── PROVIDED INFORMATION
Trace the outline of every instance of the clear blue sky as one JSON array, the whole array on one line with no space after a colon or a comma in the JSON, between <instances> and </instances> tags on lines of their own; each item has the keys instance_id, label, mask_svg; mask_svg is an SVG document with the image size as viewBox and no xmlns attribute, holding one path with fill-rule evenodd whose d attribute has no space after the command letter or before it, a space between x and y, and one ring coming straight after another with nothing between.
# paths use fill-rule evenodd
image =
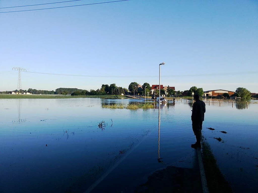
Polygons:
<instances>
[{"instance_id":1,"label":"clear blue sky","mask_svg":"<svg viewBox=\"0 0 258 193\"><path fill-rule=\"evenodd\" d=\"M2 0L0 7L59 1ZM24 89L89 90L102 84L127 88L132 82L158 84L158 65L164 62L162 75L166 77L161 83L177 90L194 85L205 90L243 87L258 93L258 2L194 1L131 0L0 13L0 90L16 88L14 66L31 72L120 76L22 74ZM207 74L213 75L194 76Z\"/></svg>"}]
</instances>

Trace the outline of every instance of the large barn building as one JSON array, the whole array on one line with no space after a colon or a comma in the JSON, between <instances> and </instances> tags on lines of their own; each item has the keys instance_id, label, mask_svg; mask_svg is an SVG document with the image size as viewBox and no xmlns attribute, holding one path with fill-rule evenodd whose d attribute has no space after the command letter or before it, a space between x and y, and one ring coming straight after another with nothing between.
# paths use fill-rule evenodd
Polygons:
<instances>
[{"instance_id":1,"label":"large barn building","mask_svg":"<svg viewBox=\"0 0 258 193\"><path fill-rule=\"evenodd\" d=\"M229 91L226 90L212 90L210 91L205 91L204 92L203 96L217 96L219 95L222 95L224 93L228 93L231 96L232 94L235 93L235 92L233 91Z\"/></svg>"}]
</instances>

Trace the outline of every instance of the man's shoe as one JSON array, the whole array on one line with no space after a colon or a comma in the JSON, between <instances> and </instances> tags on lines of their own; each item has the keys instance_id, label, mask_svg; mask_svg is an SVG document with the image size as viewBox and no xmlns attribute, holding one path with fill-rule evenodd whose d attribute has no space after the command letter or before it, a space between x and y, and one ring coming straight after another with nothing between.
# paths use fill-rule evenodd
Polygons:
<instances>
[{"instance_id":1,"label":"man's shoe","mask_svg":"<svg viewBox=\"0 0 258 193\"><path fill-rule=\"evenodd\" d=\"M196 149L197 147L200 148L201 144L197 143L194 143L193 144L192 144L191 145L191 147L195 149Z\"/></svg>"}]
</instances>

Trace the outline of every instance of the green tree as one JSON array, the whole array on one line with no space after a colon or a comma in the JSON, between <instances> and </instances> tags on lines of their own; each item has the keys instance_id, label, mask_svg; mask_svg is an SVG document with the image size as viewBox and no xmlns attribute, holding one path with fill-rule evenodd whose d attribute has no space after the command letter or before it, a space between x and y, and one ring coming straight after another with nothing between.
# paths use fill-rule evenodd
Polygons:
<instances>
[{"instance_id":1,"label":"green tree","mask_svg":"<svg viewBox=\"0 0 258 193\"><path fill-rule=\"evenodd\" d=\"M197 89L197 87L195 86L194 86L191 87L188 91L188 95L189 96L192 96L192 93L193 92L195 93L196 93Z\"/></svg>"},{"instance_id":2,"label":"green tree","mask_svg":"<svg viewBox=\"0 0 258 193\"><path fill-rule=\"evenodd\" d=\"M146 86L147 86L146 89L145 87ZM143 94L144 93L145 94L146 91L146 95L148 95L148 93L150 91L150 84L147 82L144 83L142 85L142 89Z\"/></svg>"},{"instance_id":3,"label":"green tree","mask_svg":"<svg viewBox=\"0 0 258 193\"><path fill-rule=\"evenodd\" d=\"M226 98L227 97L229 97L229 95L228 94L228 93L225 92L225 93L223 94L223 96Z\"/></svg>"},{"instance_id":4,"label":"green tree","mask_svg":"<svg viewBox=\"0 0 258 193\"><path fill-rule=\"evenodd\" d=\"M198 94L199 96L201 97L203 95L203 90L202 88L198 88L196 91L196 93Z\"/></svg>"},{"instance_id":5,"label":"green tree","mask_svg":"<svg viewBox=\"0 0 258 193\"><path fill-rule=\"evenodd\" d=\"M128 90L125 88L123 88L123 93L124 94L127 94L128 92Z\"/></svg>"},{"instance_id":6,"label":"green tree","mask_svg":"<svg viewBox=\"0 0 258 193\"><path fill-rule=\"evenodd\" d=\"M135 91L135 92L136 92L138 89L138 83L135 82L131 82L128 86L128 89L130 92Z\"/></svg>"},{"instance_id":7,"label":"green tree","mask_svg":"<svg viewBox=\"0 0 258 193\"><path fill-rule=\"evenodd\" d=\"M108 84L102 84L100 89L100 92L103 94L107 94L109 91L109 87Z\"/></svg>"},{"instance_id":8,"label":"green tree","mask_svg":"<svg viewBox=\"0 0 258 193\"><path fill-rule=\"evenodd\" d=\"M239 97L244 99L249 99L251 97L250 91L245 88L238 87L236 90L236 93Z\"/></svg>"},{"instance_id":9,"label":"green tree","mask_svg":"<svg viewBox=\"0 0 258 193\"><path fill-rule=\"evenodd\" d=\"M175 94L175 92L169 87L169 85L167 86L166 91L168 92L168 95Z\"/></svg>"},{"instance_id":10,"label":"green tree","mask_svg":"<svg viewBox=\"0 0 258 193\"><path fill-rule=\"evenodd\" d=\"M116 85L116 84L113 83L110 84L109 87L109 92L110 94L112 95L115 94L117 88L117 87Z\"/></svg>"}]
</instances>

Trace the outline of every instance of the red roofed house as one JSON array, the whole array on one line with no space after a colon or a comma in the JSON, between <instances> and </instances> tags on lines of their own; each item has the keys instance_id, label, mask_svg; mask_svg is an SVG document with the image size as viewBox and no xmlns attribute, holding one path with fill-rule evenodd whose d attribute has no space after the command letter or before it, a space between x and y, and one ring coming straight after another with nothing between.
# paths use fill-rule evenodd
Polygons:
<instances>
[{"instance_id":1,"label":"red roofed house","mask_svg":"<svg viewBox=\"0 0 258 193\"><path fill-rule=\"evenodd\" d=\"M154 91L155 90L158 90L159 89L159 85L158 84L152 84L152 86L151 86L151 87L150 88L150 90L151 91L151 93L152 94L153 93L153 91ZM175 87L174 86L170 86L169 87L171 89L172 89L174 90L175 90ZM167 86L165 86L165 87L163 86L163 84L160 85L160 90L162 89L164 89L165 91L167 90Z\"/></svg>"}]
</instances>

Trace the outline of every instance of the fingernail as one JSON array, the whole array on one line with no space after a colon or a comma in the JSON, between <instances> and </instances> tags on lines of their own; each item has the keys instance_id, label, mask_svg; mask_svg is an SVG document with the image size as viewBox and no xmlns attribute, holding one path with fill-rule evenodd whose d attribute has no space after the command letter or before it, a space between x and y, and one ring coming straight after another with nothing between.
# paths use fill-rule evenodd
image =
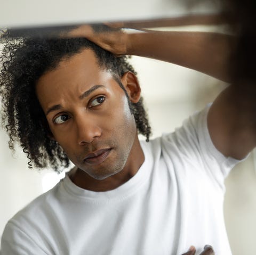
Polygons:
<instances>
[{"instance_id":1,"label":"fingernail","mask_svg":"<svg viewBox=\"0 0 256 255\"><path fill-rule=\"evenodd\" d=\"M188 251L195 251L195 249L196 249L196 248L195 248L194 246L191 245L189 247L189 249L188 249Z\"/></svg>"},{"instance_id":2,"label":"fingernail","mask_svg":"<svg viewBox=\"0 0 256 255\"><path fill-rule=\"evenodd\" d=\"M212 246L210 245L210 244L206 244L206 245L204 245L204 249L206 250L207 249L211 249L213 250Z\"/></svg>"}]
</instances>

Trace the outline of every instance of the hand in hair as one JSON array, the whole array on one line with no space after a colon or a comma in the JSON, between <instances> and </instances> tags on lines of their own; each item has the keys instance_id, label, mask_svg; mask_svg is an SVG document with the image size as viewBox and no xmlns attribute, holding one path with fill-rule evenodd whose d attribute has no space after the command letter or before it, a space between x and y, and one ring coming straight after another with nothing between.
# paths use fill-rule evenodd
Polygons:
────
- **AIM OF THE EXERCISE**
Above are the records; copy exactly the lines from the one with "Trace the outline of every instance of the hand" through the final line.

- **EXPECTED ANSWER**
Trace the outline of every instance of the hand in hair as one JSON array, the whole array on one line with no space after a colon or a comma in the JSON, between <instances> and </instances> tags on lines of their own; each item has the keys instance_id, label, mask_svg; mask_svg is an SVG document with the image size as viewBox and no xmlns attribute, holding one path with fill-rule evenodd whose d attribute has no space after the command letter or before it, a space between x and y, and one ring coming straight after another with nothing between.
# paths use fill-rule evenodd
Polygons:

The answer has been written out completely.